* begin Provided material *
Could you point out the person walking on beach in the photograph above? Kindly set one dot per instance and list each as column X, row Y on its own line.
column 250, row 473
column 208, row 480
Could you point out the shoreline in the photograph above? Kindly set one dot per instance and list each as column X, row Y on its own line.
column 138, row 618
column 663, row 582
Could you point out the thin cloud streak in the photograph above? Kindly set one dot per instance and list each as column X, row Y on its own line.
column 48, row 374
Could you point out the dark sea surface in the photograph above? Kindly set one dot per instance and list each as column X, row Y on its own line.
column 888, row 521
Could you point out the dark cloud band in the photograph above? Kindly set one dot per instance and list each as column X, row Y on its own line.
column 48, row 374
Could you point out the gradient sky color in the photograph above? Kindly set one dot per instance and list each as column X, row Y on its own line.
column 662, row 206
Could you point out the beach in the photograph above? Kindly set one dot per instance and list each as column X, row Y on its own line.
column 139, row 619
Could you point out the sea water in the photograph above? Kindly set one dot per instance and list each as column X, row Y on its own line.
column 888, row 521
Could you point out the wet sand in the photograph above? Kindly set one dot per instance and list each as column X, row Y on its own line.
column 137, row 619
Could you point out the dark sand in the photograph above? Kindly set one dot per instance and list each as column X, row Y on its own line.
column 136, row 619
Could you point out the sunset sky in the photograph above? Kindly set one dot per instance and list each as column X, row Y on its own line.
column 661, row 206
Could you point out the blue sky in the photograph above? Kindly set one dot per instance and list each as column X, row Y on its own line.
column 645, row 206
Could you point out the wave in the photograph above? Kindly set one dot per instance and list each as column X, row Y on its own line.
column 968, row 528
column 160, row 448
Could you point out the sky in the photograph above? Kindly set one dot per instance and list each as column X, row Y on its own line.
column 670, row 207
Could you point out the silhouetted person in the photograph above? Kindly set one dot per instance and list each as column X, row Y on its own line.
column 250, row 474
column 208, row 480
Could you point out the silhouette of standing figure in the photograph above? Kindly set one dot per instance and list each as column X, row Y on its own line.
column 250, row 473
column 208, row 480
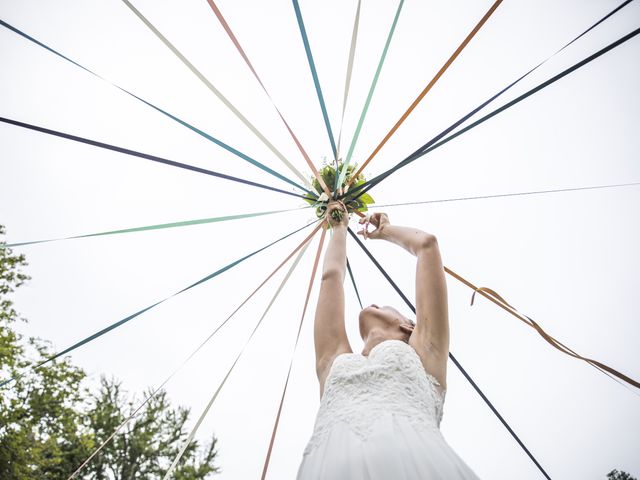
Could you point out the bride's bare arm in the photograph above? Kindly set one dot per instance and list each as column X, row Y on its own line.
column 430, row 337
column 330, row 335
* end Provided material *
* begin Provided material *
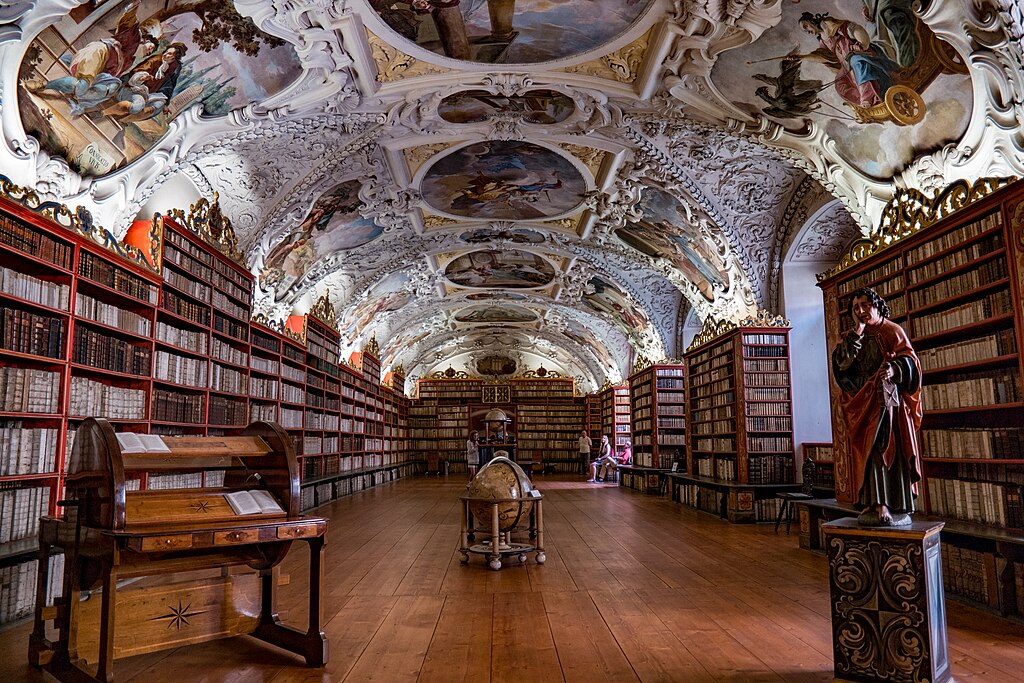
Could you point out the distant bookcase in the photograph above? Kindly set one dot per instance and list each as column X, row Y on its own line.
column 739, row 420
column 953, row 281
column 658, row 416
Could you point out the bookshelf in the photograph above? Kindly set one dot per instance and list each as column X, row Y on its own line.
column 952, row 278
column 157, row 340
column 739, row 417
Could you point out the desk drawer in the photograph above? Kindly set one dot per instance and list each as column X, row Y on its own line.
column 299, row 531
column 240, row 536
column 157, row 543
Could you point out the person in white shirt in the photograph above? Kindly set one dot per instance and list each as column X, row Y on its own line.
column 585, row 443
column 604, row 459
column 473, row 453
* end Provided material *
* begin Provided material *
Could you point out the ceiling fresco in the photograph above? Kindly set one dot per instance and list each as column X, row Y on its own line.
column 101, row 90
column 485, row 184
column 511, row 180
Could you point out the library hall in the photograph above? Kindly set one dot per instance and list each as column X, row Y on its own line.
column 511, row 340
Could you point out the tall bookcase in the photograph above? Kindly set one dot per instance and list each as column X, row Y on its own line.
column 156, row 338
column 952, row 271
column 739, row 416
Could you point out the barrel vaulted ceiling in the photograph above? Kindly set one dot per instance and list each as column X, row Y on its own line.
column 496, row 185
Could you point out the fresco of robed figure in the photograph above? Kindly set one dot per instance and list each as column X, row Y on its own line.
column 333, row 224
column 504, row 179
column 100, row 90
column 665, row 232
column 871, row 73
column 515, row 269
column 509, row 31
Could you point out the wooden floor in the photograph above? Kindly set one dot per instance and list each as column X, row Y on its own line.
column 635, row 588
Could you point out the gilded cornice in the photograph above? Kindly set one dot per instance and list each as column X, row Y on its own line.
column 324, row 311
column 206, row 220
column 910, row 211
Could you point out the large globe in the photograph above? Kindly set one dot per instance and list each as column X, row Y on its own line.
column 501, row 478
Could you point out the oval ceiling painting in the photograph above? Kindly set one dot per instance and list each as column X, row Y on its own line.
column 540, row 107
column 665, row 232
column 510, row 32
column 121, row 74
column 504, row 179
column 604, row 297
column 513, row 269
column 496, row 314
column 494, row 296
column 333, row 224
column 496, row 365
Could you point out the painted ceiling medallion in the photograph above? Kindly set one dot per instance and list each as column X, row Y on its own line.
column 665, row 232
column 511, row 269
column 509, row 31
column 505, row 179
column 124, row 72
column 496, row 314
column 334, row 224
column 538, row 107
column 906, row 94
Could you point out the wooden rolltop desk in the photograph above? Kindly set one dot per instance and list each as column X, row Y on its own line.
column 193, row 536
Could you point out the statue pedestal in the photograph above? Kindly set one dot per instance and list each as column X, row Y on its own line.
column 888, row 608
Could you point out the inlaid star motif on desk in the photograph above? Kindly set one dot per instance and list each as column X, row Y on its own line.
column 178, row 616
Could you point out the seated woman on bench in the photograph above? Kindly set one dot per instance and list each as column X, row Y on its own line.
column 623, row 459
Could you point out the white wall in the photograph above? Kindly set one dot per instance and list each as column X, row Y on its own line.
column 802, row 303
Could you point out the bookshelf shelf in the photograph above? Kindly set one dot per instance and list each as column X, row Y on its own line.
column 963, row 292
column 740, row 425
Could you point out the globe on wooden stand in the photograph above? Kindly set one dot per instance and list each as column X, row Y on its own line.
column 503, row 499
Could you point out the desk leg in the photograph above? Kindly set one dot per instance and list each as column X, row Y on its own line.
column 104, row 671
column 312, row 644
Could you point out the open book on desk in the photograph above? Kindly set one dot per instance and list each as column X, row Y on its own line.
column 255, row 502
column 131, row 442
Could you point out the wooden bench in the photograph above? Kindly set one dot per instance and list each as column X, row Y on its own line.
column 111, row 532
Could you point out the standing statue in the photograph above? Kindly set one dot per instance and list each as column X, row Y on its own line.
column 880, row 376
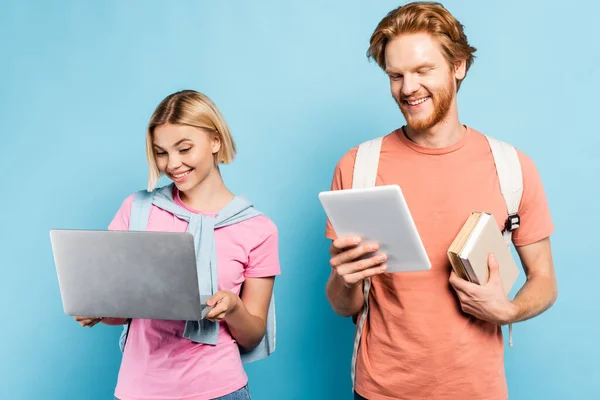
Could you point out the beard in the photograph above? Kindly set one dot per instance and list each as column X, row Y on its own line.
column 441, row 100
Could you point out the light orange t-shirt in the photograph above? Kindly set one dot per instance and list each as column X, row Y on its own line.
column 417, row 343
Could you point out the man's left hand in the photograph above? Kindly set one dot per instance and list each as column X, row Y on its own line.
* end Provided material *
#### What you will do
Reproduce the records above from the line with "Could you point out the library" up to and including the line with "column 501, row 478", substituting "parquet floor" for "wooden floor" and leaving everything else unchanged.

#### Solution
Could you point out the library hall in the photograph above? Kindly set one dot per instance and list each as column X, row Y on its own line.
column 511, row 340
Could you point out the tall bookcase in the photograph above? Kindly set one dot per instance and list each as column X, row Y on its own line.
column 156, row 338
column 952, row 271
column 739, row 416
Could you point out the barrel vaulted ceiling in the photograph above? Kindly set one dot per instance and list each as column X, row Y on its own line.
column 496, row 185
Could you point out the fresco of robed figure in the photograph above? Kindly set one dot per instance and list each as column X, row Y on its own line.
column 333, row 224
column 504, row 179
column 100, row 90
column 665, row 232
column 871, row 73
column 515, row 269
column 509, row 31
Could you point out the parquet floor in the photograph above? Kindly set one dot per instance and list each as column X, row Y on its own line.
column 635, row 588
Could you point out the gilded cornice in the photograph above? Kindly set one dot per instance and list each as column X, row Y on its own line.
column 324, row 311
column 206, row 220
column 910, row 211
Could you point out the large globe in the photograph above? Kindly set one dot per instance and list each as column X, row Y on its own line.
column 501, row 478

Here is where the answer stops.